→ **Source document**
-*-*-

Plotman plot not seeing running jobs in Ubuntu in WSL v1 on Windows #964

zorner · 2022-11-17T18:37:28Z

zorner
Nov 17, 2022

This is a duplicate discussion from Machinaris repo.

#962 details how I have gotten 'plotman archive' working in a Linux VM on Windows.

'plotman plot' will start fine, but as soon as the global_stagger_m times out, it starts another plot plotting. Left unattended, the tmp dir fills up and all plotting fails. 'plotman archive' also detects archive jobs, but seams to have no issues.

Machinaris using the same plotman.yaml knows there are active plotting jobs and waits after the global_stagger_m times out until a plotting job gets to stage 5.

While I have made the Linux VM see everything the same as the docker container using sym links, there are still differences.

Machinaris dose not have a /root/.config dir, so plotman.yaml can not be in /root/.config. It is in /root/.chia/plotman.
VM has /root/.config/plotman.yaml as a sym link to /root/.chia/plotman/plotman.yaml.
VM comes with python 3.8. Machinaris uses 3.10. I have tried 3.10 and 3.9 in the VM, but did not make a difference.
VM may not have python3.??-distutils and python3.??-dev installed. I have tried with them, but no change.
VM only has the Chia CLI. Machinaris may have the Chia GUI version.

Any ideas what is missing? I am not sure what to try next.

-*-*-

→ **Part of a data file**
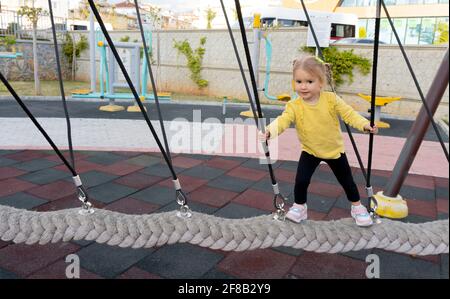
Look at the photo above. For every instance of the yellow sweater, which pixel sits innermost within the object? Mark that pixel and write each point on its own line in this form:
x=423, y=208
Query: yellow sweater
x=318, y=125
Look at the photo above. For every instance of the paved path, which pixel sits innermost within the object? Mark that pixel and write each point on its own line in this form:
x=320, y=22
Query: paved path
x=211, y=138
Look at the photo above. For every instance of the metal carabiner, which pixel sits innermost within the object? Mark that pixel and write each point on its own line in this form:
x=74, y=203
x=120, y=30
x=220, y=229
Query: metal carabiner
x=185, y=211
x=373, y=211
x=280, y=213
x=86, y=206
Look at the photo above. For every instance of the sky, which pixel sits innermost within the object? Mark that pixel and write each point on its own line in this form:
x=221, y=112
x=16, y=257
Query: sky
x=189, y=5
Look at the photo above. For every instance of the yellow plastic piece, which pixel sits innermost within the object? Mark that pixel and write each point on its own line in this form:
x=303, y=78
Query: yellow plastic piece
x=248, y=113
x=379, y=101
x=391, y=207
x=135, y=108
x=257, y=20
x=382, y=125
x=111, y=108
x=164, y=94
x=81, y=91
x=284, y=97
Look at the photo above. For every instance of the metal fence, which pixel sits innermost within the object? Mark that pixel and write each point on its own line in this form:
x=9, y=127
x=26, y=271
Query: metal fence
x=11, y=23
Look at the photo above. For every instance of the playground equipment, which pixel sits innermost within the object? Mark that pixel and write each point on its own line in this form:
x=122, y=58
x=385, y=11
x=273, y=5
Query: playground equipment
x=258, y=35
x=110, y=77
x=379, y=102
x=112, y=228
x=10, y=55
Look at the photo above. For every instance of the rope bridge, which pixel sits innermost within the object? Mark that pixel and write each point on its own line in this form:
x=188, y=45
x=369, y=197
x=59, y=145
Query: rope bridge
x=146, y=231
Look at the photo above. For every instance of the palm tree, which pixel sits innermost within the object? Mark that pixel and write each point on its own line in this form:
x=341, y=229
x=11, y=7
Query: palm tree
x=33, y=14
x=210, y=15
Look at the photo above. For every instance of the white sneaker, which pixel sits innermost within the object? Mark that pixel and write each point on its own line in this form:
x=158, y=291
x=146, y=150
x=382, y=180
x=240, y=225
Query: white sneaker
x=361, y=216
x=297, y=213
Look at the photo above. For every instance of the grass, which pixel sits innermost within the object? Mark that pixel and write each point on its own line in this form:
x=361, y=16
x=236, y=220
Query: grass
x=51, y=88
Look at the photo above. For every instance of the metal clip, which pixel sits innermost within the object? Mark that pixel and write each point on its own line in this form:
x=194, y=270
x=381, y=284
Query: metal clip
x=373, y=211
x=185, y=211
x=369, y=191
x=86, y=206
x=280, y=213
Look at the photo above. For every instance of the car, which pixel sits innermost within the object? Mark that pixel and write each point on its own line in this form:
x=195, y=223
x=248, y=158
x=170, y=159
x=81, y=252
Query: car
x=352, y=40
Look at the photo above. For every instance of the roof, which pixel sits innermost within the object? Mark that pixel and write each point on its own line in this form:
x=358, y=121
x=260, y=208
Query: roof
x=125, y=4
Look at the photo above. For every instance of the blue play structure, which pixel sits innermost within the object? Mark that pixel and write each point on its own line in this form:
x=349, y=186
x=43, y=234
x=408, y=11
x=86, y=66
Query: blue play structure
x=109, y=72
x=10, y=55
x=281, y=97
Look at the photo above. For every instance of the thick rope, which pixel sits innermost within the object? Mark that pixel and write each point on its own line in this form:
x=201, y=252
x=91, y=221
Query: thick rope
x=138, y=231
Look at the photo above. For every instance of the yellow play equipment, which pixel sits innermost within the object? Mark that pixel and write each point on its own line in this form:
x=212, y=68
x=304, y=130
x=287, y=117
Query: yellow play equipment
x=379, y=102
x=391, y=207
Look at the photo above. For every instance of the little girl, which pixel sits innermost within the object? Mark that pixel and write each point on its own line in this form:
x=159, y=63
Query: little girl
x=315, y=114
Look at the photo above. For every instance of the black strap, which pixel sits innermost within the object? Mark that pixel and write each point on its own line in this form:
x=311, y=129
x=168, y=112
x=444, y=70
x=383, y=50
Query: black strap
x=347, y=127
x=241, y=68
x=374, y=90
x=152, y=79
x=416, y=82
x=36, y=123
x=253, y=79
x=130, y=84
x=61, y=86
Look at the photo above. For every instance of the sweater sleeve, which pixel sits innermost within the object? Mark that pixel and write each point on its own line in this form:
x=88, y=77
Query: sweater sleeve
x=282, y=122
x=349, y=115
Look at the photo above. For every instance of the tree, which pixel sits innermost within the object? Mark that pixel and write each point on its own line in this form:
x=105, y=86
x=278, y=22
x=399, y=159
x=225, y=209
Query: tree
x=33, y=14
x=210, y=15
x=362, y=32
x=155, y=16
x=442, y=31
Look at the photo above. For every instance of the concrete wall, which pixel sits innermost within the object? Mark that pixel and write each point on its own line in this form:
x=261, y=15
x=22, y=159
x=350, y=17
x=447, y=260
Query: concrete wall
x=22, y=69
x=221, y=69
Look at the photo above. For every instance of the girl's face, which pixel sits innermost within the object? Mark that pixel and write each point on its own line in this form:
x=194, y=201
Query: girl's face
x=307, y=85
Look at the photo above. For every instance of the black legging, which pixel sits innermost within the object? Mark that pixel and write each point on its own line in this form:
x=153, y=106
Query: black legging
x=341, y=169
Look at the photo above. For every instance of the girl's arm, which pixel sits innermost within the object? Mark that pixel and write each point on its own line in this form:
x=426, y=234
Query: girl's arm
x=282, y=122
x=350, y=116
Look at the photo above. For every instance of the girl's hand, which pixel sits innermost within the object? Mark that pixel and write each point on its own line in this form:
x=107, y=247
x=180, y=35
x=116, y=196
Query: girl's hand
x=369, y=129
x=263, y=137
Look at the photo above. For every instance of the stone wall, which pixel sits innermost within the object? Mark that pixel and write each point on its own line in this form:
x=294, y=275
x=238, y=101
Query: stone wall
x=22, y=69
x=220, y=67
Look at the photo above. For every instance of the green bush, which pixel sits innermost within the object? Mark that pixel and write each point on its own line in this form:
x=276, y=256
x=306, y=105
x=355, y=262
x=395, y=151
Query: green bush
x=343, y=63
x=195, y=59
x=67, y=47
x=8, y=42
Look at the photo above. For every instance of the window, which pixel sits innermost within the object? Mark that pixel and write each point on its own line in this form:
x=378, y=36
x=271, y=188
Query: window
x=267, y=21
x=362, y=28
x=385, y=31
x=361, y=3
x=413, y=31
x=400, y=27
x=441, y=34
x=427, y=31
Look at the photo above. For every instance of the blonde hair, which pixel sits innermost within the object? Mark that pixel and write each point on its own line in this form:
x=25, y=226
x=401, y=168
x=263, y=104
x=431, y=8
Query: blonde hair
x=315, y=66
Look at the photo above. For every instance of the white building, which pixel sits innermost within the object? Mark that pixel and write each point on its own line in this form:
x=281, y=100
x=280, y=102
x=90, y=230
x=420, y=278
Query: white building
x=60, y=7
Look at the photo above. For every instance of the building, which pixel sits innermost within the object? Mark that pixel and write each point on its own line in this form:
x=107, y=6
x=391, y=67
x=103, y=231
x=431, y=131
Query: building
x=416, y=21
x=60, y=7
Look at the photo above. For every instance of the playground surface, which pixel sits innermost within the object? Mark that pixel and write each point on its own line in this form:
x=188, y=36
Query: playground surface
x=128, y=175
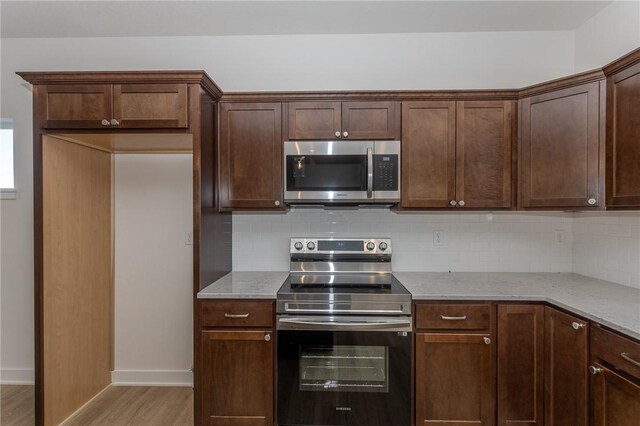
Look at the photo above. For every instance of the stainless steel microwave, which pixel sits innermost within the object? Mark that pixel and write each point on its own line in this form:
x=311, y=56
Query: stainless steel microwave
x=342, y=172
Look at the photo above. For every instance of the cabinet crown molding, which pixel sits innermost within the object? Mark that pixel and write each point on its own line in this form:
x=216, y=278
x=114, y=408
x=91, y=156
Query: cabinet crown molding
x=619, y=64
x=124, y=77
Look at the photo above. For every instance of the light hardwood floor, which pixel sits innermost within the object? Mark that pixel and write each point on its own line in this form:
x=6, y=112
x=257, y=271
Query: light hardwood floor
x=137, y=406
x=16, y=405
x=116, y=406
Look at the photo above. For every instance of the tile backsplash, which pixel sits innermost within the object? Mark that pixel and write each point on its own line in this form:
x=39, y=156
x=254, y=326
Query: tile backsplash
x=607, y=246
x=491, y=242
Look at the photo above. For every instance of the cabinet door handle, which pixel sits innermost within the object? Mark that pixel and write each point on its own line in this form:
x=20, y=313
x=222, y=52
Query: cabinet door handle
x=594, y=370
x=631, y=360
x=228, y=315
x=446, y=318
x=369, y=172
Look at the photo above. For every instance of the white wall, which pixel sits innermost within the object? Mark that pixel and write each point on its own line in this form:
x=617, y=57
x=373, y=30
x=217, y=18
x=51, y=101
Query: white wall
x=611, y=33
x=510, y=242
x=16, y=237
x=607, y=246
x=153, y=269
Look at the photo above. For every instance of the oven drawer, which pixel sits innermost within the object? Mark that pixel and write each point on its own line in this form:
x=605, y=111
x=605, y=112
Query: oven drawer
x=235, y=313
x=437, y=316
x=616, y=350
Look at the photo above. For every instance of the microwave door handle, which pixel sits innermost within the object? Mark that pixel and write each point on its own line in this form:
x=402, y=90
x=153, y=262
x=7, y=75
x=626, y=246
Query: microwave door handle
x=369, y=173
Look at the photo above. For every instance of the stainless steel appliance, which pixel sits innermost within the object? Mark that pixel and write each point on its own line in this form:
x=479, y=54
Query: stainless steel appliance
x=342, y=172
x=344, y=334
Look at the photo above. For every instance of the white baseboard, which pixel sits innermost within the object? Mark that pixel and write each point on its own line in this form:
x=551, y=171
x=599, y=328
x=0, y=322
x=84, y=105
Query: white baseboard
x=152, y=378
x=17, y=376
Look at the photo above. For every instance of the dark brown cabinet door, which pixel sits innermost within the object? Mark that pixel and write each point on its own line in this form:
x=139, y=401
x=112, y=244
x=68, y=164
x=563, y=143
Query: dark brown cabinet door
x=428, y=154
x=237, y=378
x=566, y=376
x=74, y=106
x=370, y=120
x=344, y=120
x=454, y=379
x=561, y=145
x=315, y=120
x=150, y=106
x=520, y=364
x=623, y=138
x=615, y=399
x=251, y=156
x=483, y=154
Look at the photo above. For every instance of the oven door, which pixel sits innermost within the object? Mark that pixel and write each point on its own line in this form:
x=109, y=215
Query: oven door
x=328, y=171
x=344, y=371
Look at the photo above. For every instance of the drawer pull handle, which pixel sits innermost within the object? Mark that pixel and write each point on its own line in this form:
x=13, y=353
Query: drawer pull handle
x=446, y=318
x=594, y=370
x=631, y=360
x=227, y=315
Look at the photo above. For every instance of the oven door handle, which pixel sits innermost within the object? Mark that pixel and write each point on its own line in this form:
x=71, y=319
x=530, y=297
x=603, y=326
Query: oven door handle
x=369, y=173
x=344, y=324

-*-*-

→ **What is required**
Can you write out, word for word, the passage of the plotman thread above that opens with the words "#962 details how" and closes with "link to /root/.chia/plotman/plotman.yaml."?

→ **Solution to the exercise**
#962 details how I have gotten 'plotman archive' working in a Linux VM on Windows.

'plotman plot' will start fine, but as soon as the global_stagger_m times out, it starts another plot plotting. Left unattended, the tmp dir fills up and all plotting fails. 'plotman archive' also detects archive jobs, but seams to have no issues.

Machinaris using the same plotman.yaml knows there are active plotting jobs and waits after the global_stagger_m times out until a plotting job gets to stage 5.

While I have made the Linux VM see everything the same as the docker container using sym links, there are still differences.

Machinaris dose not have a /root/.config dir, so plotman.yaml can not be in /root/.config. It is in /root/.chia/plotman.
VM has /root/.config/plotman.yaml as a sym link to /root/.chia/plotman/plotman.yaml.